For each line of the data that includes the word "floating", copy the line.

Referring expression data:
Start of Block
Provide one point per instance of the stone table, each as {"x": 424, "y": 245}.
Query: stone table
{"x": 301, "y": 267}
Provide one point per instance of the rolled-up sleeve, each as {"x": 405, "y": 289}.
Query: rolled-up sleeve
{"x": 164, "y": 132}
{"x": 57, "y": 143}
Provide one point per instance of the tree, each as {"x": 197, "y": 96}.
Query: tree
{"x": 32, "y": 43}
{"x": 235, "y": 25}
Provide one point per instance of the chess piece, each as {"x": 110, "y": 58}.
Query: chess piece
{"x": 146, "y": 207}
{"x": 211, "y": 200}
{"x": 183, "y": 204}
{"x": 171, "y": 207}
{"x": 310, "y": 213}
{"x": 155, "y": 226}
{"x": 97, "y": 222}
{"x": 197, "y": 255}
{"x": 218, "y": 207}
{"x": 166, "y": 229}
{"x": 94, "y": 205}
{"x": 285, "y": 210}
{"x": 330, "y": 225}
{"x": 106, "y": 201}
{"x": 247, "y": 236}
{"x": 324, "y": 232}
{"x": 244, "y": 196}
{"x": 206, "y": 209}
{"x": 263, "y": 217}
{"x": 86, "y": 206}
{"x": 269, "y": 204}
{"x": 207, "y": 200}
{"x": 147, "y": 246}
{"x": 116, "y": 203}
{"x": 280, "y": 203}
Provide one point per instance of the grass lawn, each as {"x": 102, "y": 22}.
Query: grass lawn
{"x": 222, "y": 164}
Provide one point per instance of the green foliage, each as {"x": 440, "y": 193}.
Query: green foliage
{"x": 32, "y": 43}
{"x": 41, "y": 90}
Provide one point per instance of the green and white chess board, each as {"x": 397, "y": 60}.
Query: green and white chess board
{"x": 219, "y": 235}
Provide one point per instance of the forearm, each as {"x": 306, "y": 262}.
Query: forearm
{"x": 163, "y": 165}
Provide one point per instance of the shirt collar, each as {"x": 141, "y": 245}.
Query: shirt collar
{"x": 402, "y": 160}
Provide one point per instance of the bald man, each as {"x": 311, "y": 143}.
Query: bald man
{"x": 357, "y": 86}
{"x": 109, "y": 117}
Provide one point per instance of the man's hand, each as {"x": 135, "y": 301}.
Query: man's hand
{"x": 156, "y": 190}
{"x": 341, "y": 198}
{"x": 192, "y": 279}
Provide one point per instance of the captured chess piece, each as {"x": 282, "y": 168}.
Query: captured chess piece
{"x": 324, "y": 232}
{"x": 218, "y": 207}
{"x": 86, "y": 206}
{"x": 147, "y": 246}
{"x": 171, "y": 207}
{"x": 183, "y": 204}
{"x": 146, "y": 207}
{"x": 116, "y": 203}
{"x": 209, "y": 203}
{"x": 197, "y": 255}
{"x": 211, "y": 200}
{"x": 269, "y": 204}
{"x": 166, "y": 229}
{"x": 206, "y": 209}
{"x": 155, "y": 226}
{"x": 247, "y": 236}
End of Block
Start of Block
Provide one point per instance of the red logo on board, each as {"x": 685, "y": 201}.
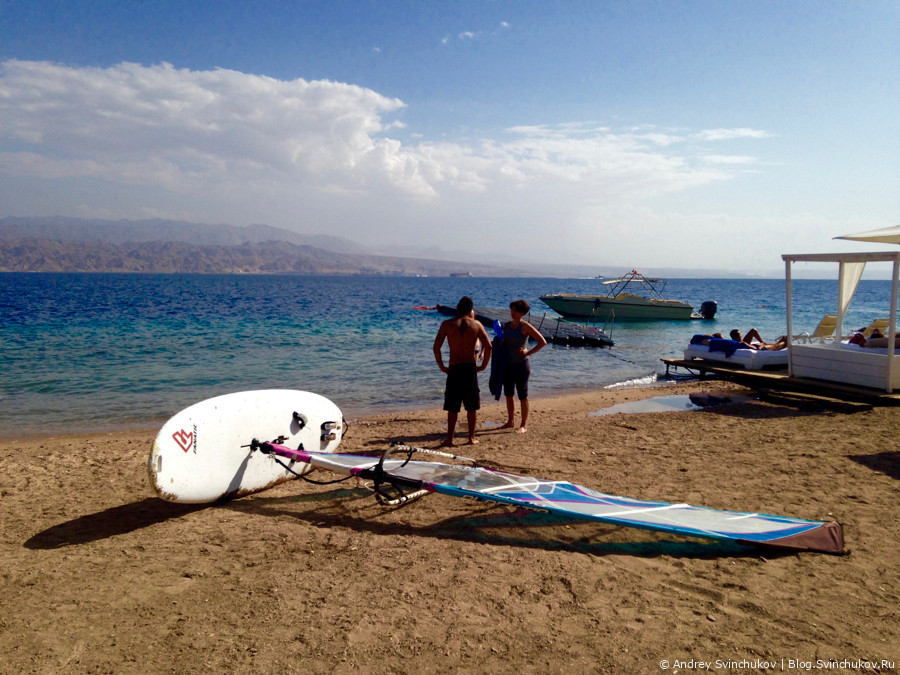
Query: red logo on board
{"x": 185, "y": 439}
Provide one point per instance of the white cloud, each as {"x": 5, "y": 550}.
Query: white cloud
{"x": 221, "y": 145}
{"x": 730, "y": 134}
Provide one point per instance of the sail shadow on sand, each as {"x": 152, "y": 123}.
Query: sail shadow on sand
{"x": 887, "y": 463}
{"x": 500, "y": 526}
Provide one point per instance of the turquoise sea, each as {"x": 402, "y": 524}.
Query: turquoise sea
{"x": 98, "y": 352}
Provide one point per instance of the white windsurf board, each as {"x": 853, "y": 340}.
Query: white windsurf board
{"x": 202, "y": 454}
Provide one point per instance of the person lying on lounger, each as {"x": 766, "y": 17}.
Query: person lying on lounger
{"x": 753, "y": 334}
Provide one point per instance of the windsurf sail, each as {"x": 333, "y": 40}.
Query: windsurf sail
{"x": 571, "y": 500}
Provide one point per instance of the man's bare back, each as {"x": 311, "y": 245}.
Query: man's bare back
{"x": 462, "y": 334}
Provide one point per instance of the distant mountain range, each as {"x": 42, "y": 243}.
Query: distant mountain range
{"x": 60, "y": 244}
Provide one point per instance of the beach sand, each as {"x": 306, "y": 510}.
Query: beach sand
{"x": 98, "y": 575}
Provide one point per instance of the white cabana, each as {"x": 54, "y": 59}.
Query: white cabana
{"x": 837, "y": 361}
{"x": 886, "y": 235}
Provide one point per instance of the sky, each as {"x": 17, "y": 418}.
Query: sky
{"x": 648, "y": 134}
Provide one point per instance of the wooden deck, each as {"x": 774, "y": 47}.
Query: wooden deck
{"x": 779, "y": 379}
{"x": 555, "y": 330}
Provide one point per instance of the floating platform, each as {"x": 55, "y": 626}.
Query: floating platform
End of Block
Start of Block
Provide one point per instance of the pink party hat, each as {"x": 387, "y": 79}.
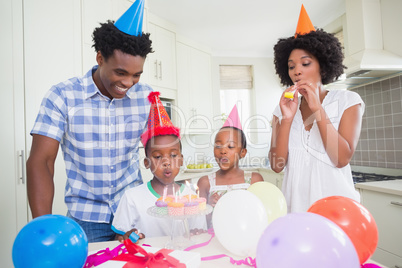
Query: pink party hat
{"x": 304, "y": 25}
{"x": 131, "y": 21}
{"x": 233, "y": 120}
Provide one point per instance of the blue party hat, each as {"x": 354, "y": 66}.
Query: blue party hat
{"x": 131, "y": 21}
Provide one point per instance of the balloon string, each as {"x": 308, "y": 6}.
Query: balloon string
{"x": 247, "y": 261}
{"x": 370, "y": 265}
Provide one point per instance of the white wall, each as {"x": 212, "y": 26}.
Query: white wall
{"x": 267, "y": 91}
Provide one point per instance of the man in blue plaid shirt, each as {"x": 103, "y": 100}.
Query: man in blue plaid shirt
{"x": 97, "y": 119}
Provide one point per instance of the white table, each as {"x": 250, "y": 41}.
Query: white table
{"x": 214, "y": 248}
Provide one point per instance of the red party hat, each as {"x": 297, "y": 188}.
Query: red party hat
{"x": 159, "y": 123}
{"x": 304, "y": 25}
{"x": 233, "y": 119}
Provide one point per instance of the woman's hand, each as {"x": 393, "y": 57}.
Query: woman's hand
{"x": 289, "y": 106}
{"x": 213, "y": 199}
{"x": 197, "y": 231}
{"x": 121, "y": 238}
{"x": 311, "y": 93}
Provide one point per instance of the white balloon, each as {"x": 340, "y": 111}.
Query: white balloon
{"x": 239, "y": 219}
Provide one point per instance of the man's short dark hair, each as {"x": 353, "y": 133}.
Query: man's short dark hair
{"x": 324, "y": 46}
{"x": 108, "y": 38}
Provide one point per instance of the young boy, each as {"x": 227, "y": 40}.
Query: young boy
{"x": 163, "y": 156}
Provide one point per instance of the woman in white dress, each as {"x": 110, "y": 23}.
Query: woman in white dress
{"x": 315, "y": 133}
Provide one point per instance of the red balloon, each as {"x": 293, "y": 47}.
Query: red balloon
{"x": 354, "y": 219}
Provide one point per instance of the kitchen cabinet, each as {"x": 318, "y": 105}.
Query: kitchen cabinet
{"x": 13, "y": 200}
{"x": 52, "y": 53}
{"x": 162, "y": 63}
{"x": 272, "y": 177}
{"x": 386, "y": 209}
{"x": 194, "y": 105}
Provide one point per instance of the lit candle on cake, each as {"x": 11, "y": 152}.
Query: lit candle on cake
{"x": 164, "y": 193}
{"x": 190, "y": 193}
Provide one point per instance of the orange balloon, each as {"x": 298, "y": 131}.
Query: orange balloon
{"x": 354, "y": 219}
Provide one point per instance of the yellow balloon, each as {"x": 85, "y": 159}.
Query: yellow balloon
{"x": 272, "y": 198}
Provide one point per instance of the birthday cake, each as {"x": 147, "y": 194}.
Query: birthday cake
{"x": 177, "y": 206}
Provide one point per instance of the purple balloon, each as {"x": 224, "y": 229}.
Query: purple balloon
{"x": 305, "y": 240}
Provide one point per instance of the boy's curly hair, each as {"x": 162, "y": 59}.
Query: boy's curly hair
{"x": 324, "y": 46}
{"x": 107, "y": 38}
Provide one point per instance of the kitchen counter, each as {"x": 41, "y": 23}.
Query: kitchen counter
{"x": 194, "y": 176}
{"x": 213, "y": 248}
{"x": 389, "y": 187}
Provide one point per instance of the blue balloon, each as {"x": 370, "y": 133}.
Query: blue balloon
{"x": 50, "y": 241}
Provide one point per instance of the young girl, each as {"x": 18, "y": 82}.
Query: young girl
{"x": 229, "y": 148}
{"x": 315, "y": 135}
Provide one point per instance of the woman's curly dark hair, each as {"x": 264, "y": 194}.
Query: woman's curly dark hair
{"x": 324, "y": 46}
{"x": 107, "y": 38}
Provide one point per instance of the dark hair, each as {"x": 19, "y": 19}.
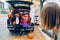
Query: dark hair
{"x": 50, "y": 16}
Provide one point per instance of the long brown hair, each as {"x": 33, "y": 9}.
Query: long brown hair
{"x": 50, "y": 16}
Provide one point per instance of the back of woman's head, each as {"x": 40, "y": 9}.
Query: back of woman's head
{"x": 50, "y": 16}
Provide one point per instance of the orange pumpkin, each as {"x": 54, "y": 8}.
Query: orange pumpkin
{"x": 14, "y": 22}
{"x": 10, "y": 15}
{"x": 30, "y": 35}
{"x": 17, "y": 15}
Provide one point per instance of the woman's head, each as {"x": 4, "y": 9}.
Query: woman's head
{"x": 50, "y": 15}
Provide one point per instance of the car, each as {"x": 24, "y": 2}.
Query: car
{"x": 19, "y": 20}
End of Block
Result of the exercise:
Provide one point per instance of the floating platform, each as {"x": 55, "y": 626}.
Query: floating platform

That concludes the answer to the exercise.